# Data for analysis
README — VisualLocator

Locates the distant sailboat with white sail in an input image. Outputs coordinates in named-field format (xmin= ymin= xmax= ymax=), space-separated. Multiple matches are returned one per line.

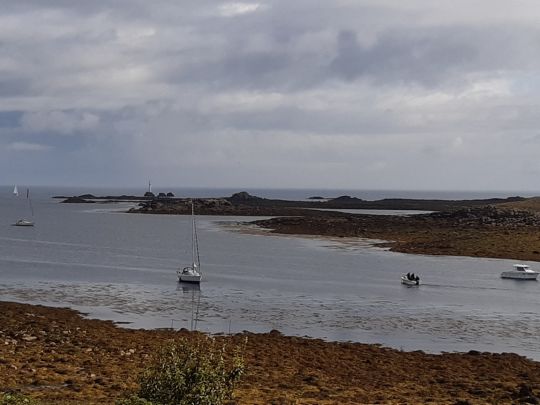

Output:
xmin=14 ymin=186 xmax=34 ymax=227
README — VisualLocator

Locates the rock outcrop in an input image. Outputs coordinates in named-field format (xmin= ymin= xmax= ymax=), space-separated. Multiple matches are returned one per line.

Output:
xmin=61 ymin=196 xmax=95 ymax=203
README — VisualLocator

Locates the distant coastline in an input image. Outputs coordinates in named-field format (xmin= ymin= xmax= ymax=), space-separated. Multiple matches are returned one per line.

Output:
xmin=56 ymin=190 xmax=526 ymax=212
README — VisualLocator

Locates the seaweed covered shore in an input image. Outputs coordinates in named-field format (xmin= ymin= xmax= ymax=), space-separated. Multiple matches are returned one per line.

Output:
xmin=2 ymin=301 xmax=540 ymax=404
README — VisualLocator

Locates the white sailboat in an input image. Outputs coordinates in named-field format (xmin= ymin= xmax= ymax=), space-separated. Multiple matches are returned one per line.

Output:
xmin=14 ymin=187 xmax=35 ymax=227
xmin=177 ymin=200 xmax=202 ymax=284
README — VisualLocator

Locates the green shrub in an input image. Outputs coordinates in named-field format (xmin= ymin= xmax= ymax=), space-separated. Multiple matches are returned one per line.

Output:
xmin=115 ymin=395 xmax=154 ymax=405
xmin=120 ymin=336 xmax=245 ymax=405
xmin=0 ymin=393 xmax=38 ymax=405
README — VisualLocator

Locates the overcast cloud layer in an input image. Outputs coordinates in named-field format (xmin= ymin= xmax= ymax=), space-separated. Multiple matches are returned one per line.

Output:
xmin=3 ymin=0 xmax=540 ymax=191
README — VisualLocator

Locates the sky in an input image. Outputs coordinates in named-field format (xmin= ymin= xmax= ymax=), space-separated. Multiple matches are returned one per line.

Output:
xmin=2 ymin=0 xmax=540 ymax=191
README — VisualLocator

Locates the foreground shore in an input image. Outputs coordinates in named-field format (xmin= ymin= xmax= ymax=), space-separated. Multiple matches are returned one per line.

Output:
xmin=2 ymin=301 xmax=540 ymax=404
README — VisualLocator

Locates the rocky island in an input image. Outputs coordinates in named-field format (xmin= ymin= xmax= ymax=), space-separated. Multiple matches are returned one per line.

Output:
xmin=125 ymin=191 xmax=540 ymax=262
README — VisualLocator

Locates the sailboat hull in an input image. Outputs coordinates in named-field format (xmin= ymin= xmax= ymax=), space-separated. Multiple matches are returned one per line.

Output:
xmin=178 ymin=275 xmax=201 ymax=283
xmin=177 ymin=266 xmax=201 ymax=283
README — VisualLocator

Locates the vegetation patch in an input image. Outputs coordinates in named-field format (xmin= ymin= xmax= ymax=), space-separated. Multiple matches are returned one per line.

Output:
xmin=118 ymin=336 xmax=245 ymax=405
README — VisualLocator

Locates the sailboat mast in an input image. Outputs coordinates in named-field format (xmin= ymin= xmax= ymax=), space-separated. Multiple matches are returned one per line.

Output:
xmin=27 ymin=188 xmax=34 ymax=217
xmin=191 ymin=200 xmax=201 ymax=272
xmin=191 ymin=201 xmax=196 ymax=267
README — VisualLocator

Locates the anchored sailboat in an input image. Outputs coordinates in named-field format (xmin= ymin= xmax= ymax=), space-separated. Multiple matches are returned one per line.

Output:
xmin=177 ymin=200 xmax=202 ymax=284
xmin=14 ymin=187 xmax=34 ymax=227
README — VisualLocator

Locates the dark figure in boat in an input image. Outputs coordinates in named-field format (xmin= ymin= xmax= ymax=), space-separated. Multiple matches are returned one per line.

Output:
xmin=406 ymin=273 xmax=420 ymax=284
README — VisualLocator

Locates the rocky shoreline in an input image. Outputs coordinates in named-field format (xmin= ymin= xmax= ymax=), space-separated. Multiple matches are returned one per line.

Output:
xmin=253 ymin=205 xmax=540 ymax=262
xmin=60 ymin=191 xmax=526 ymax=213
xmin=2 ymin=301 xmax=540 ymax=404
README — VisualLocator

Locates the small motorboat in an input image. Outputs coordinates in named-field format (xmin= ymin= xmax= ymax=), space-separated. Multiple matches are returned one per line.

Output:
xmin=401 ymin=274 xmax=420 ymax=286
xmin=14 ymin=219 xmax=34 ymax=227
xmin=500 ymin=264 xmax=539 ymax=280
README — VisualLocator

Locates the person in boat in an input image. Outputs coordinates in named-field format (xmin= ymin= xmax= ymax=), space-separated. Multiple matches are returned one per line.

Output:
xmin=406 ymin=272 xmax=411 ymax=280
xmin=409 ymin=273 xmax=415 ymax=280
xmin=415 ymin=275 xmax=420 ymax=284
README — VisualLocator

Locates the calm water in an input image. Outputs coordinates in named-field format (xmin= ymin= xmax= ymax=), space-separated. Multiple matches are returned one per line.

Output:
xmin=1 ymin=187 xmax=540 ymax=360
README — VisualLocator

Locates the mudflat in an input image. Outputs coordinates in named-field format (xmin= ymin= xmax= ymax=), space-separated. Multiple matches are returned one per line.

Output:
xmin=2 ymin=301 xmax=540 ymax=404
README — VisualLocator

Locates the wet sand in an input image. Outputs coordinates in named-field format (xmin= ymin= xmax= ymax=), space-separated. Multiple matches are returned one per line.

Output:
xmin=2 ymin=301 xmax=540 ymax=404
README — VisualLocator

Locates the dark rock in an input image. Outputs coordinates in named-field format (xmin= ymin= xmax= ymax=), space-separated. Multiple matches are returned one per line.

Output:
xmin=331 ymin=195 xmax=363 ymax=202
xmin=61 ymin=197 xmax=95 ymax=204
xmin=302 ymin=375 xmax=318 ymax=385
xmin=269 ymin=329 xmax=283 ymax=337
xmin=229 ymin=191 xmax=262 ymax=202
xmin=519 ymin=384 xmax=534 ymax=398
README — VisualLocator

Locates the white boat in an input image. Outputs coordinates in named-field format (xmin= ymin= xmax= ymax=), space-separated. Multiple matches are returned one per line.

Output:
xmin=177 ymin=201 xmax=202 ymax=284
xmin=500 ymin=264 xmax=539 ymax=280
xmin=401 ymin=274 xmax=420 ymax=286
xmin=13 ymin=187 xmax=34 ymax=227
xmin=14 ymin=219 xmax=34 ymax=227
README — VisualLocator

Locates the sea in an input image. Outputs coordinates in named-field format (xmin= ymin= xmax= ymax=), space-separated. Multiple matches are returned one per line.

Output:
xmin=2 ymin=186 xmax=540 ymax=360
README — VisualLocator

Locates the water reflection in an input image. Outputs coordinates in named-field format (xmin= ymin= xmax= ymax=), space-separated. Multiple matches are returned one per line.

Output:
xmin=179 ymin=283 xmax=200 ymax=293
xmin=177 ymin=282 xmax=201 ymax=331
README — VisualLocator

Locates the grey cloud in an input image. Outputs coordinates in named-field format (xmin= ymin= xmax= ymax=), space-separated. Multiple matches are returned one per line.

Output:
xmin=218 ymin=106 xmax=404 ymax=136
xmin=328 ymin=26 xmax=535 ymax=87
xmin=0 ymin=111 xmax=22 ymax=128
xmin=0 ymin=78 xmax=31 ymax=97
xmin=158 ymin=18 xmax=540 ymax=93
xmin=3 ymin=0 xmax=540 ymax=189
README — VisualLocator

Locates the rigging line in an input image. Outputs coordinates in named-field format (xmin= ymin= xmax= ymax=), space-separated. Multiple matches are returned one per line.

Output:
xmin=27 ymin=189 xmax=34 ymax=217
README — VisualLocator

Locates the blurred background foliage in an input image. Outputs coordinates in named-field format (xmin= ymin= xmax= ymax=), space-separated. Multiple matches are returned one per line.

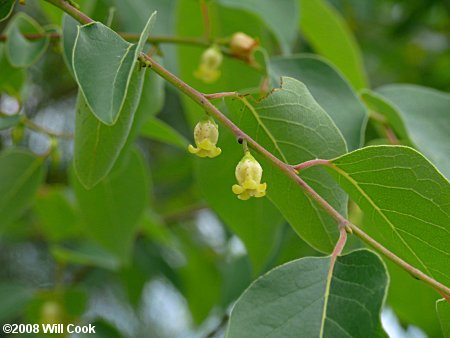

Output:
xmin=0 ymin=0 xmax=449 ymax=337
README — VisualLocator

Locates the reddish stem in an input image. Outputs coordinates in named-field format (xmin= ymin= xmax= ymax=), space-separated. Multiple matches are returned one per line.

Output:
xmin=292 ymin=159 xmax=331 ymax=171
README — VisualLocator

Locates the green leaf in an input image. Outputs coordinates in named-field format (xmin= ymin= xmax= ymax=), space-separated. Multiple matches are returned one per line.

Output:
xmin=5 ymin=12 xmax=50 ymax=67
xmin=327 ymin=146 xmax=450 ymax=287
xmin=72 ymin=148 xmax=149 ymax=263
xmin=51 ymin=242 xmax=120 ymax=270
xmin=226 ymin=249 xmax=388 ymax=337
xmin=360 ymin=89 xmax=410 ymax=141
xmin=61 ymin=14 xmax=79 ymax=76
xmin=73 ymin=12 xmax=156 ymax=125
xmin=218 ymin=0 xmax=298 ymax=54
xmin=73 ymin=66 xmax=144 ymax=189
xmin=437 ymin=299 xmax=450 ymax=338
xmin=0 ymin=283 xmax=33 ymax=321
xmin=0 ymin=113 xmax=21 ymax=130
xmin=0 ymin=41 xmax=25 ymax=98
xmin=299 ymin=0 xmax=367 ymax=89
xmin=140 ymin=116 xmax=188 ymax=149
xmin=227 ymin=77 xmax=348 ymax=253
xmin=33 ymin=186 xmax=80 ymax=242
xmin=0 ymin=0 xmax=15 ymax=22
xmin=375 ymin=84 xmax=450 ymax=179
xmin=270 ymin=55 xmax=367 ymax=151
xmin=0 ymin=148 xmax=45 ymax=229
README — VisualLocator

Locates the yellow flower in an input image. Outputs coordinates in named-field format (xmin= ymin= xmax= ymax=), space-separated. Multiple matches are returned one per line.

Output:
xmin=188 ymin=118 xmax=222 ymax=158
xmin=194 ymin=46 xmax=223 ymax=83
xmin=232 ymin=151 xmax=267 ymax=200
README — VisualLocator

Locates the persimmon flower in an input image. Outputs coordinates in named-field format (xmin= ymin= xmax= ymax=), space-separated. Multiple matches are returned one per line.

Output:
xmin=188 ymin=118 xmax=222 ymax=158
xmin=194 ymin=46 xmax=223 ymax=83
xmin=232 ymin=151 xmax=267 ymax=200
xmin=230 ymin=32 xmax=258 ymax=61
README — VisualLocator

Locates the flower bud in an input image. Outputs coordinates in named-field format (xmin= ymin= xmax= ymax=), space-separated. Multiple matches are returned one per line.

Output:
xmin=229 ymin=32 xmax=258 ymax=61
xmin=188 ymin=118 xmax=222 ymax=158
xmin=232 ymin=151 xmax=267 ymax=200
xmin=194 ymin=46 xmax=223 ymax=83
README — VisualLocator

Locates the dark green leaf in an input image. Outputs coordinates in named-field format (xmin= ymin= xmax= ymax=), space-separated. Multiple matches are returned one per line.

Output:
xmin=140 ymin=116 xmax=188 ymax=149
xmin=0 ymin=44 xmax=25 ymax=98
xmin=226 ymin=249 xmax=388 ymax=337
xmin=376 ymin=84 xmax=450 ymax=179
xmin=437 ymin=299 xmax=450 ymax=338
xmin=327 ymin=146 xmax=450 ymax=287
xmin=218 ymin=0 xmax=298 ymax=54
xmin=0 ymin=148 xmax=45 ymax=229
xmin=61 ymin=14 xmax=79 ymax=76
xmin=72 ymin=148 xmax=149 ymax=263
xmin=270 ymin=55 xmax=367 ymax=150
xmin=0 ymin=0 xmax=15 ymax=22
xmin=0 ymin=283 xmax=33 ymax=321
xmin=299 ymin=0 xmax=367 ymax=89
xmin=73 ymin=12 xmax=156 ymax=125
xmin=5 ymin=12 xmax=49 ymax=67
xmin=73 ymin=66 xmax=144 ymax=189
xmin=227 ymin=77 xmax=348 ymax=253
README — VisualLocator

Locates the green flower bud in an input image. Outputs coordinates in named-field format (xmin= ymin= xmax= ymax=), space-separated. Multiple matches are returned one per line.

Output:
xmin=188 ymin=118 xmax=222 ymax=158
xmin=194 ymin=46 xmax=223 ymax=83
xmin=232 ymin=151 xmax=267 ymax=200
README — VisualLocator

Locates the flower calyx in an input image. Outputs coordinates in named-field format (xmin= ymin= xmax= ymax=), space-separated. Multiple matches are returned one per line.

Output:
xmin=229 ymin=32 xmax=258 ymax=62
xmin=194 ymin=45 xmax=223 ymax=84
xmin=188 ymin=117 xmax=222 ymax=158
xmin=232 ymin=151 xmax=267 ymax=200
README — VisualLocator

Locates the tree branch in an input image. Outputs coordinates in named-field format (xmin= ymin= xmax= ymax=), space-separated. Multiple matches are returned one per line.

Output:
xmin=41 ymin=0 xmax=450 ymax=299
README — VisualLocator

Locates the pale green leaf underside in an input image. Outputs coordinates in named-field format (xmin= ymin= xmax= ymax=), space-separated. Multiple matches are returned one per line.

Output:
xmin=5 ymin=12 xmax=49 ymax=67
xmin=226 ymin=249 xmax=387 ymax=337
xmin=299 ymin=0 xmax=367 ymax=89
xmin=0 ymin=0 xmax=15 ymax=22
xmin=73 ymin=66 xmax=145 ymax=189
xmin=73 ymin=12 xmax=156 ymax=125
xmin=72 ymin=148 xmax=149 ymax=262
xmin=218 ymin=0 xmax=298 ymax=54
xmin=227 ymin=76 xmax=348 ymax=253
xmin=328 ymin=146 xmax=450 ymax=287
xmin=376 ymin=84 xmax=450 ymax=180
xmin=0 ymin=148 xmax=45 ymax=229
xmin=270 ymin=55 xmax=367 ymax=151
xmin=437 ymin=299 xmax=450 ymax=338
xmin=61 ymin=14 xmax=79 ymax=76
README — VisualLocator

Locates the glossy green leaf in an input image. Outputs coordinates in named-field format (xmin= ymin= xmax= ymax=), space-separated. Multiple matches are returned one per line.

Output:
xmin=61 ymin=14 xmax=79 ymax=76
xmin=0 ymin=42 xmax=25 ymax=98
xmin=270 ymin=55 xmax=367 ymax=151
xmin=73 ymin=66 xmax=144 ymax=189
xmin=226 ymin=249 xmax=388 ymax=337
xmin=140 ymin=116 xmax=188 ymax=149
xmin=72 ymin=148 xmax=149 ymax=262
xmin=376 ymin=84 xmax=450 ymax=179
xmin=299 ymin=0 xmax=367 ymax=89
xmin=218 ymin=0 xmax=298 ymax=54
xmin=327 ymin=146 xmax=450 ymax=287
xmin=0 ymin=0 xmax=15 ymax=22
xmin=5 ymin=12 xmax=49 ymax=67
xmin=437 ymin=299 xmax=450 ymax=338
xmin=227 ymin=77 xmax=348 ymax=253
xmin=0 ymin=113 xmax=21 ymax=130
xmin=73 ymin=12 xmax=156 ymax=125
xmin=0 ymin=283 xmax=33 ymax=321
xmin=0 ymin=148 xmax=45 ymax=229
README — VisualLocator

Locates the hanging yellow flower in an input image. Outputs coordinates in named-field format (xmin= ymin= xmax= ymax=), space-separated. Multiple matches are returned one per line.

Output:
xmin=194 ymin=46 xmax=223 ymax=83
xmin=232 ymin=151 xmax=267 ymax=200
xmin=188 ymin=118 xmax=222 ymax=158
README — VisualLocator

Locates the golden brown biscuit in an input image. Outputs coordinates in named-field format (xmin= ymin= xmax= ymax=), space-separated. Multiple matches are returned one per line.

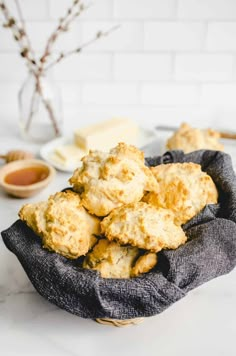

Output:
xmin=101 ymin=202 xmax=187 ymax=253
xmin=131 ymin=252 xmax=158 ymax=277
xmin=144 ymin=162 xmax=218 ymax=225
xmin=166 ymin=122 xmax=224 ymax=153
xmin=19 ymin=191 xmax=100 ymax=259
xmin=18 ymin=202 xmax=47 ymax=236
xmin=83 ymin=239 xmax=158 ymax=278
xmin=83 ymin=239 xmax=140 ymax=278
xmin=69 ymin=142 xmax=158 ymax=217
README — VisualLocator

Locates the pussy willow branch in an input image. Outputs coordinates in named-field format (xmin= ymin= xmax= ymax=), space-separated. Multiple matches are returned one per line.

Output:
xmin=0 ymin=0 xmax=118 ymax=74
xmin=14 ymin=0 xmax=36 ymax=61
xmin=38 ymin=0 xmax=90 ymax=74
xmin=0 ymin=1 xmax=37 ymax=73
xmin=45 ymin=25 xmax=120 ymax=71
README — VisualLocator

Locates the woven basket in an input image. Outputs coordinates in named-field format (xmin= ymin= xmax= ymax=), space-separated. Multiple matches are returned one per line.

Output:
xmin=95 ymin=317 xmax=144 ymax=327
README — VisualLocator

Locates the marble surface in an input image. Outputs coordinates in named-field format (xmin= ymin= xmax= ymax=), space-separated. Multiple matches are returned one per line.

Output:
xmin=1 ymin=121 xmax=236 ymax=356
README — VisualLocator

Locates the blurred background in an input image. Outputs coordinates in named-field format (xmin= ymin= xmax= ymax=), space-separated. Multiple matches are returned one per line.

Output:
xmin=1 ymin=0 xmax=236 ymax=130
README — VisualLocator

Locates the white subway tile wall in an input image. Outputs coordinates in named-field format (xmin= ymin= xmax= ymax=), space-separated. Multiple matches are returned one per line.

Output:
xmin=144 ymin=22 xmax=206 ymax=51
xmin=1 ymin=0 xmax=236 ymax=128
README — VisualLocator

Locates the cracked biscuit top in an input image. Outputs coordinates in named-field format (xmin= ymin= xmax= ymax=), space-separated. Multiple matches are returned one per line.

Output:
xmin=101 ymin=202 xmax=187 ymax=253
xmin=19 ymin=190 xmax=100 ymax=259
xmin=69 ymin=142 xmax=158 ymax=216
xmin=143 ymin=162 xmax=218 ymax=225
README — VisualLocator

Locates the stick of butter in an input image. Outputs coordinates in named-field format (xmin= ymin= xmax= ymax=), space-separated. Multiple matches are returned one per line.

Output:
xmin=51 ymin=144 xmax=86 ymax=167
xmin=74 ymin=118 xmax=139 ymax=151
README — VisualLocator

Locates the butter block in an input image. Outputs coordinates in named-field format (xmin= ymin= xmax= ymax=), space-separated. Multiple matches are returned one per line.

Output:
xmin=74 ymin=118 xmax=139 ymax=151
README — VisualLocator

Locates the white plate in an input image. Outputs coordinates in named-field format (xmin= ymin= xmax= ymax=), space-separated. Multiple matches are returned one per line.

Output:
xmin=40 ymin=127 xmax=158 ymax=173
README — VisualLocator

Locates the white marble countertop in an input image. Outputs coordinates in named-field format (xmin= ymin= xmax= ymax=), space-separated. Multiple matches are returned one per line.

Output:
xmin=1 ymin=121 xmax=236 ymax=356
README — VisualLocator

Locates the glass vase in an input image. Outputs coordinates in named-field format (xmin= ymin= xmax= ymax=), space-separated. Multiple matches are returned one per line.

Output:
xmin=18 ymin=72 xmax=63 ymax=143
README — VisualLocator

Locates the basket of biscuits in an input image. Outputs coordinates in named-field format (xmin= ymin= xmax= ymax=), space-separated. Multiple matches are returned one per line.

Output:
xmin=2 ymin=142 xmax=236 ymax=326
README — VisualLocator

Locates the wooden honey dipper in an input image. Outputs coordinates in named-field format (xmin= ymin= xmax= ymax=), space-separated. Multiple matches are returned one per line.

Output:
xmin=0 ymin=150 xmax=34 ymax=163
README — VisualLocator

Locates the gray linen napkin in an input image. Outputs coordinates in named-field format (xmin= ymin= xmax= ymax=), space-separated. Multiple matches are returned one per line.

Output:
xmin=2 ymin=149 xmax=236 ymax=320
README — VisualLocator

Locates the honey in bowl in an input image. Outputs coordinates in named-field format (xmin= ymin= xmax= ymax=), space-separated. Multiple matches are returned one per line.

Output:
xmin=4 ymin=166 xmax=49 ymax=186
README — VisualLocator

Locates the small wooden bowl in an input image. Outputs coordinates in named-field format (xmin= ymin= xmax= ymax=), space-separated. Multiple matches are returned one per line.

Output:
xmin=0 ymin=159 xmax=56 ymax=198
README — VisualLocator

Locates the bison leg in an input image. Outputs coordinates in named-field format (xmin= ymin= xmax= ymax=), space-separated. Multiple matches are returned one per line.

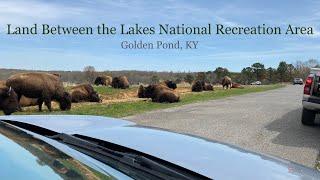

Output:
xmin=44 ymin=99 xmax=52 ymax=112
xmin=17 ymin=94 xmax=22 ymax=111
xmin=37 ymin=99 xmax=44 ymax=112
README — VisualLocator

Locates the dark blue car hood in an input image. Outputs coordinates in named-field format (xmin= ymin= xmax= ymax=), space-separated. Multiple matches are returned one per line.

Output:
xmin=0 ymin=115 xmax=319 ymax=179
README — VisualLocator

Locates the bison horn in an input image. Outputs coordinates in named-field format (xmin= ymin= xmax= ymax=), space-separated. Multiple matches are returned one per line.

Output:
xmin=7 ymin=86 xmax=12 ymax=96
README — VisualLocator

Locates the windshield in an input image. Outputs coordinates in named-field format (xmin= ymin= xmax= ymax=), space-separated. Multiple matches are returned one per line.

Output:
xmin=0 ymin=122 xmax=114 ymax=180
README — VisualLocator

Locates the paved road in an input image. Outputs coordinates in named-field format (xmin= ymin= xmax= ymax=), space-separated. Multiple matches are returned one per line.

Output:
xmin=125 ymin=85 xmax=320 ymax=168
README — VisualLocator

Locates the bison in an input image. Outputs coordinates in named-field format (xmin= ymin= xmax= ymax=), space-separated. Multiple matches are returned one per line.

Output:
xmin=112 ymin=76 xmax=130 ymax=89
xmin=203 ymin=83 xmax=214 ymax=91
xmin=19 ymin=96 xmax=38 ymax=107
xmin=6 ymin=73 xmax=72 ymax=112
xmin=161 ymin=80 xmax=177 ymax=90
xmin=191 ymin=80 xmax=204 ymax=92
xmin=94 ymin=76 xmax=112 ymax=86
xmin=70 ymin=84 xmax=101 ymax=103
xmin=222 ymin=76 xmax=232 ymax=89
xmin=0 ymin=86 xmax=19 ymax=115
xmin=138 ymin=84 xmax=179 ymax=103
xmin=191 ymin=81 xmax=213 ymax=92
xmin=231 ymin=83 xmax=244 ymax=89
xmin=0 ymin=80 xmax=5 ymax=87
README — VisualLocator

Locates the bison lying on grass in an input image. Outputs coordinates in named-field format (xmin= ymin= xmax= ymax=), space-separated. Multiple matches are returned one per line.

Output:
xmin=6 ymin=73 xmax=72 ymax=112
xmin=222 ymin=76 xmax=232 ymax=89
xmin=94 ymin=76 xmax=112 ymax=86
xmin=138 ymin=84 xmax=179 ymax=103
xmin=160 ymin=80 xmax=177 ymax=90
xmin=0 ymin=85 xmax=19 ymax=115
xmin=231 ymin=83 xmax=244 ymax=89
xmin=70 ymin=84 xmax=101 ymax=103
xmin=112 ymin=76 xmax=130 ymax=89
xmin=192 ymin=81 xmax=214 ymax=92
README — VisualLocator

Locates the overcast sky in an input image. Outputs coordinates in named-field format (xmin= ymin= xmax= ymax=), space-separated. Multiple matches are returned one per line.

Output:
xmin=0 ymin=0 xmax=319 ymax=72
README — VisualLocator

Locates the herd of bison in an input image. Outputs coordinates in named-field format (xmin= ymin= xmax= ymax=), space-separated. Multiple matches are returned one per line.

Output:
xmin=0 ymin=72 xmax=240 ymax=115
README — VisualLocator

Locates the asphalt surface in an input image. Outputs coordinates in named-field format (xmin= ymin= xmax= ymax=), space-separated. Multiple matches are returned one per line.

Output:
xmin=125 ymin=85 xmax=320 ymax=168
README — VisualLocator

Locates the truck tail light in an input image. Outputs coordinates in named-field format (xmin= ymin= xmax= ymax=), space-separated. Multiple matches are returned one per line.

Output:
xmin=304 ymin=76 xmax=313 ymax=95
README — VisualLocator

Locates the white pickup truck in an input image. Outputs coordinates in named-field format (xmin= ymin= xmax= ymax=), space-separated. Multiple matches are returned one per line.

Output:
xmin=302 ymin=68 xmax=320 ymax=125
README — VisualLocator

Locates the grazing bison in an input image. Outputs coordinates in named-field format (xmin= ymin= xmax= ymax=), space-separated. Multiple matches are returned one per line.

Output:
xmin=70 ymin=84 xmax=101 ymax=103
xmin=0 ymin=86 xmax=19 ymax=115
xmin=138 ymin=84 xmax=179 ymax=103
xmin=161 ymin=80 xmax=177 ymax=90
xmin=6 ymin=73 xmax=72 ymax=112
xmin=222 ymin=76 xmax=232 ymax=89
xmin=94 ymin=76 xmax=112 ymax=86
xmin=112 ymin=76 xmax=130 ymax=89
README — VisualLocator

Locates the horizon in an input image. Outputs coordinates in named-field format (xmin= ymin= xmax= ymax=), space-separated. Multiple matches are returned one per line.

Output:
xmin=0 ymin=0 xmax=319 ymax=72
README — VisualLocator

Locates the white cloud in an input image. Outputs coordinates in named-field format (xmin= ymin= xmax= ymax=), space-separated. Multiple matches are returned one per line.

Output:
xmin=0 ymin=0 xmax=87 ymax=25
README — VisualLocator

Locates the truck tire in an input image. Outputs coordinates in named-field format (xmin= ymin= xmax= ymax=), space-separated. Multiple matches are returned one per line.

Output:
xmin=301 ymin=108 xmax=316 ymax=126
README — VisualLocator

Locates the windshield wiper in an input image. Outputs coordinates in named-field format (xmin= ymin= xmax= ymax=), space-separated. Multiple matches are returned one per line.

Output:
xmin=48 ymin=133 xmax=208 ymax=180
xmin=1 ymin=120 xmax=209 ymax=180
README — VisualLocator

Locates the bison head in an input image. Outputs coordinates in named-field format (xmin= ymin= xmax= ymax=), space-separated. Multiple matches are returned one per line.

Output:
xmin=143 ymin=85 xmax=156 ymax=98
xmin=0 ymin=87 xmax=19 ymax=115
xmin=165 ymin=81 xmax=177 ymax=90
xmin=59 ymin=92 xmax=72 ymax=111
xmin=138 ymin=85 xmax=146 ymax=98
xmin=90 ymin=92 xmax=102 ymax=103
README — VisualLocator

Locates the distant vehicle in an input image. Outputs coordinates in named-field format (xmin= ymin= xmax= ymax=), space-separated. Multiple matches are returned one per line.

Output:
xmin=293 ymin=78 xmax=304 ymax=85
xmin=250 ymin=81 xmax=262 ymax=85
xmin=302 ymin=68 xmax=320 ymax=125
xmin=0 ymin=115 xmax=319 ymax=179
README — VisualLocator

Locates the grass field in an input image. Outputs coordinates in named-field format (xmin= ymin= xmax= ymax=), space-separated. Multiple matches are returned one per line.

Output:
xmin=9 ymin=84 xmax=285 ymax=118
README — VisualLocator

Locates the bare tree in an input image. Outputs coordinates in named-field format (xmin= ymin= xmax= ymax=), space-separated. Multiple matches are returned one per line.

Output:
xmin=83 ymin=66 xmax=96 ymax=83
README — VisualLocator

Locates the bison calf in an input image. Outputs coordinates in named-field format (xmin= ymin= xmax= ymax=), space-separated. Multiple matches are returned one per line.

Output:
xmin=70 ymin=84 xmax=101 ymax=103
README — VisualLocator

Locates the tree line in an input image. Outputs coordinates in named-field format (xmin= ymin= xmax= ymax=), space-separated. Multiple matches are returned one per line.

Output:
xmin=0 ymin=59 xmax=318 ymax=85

# Directions for this task
Where the string "blurred" shows up in the listing above, copy the line that holds it.

# Completed task
Locates the blurred background foliage in an input image. Outputs coordinates in named-field format (xmin= ymin= xmax= ymax=), space-separated. Multiple matches are returned one per line.
Locates the blurred background in an input image. Outputs coordinates in named-field format (xmin= ymin= xmax= ymax=), space-separated. Multiple matches are returned one per line.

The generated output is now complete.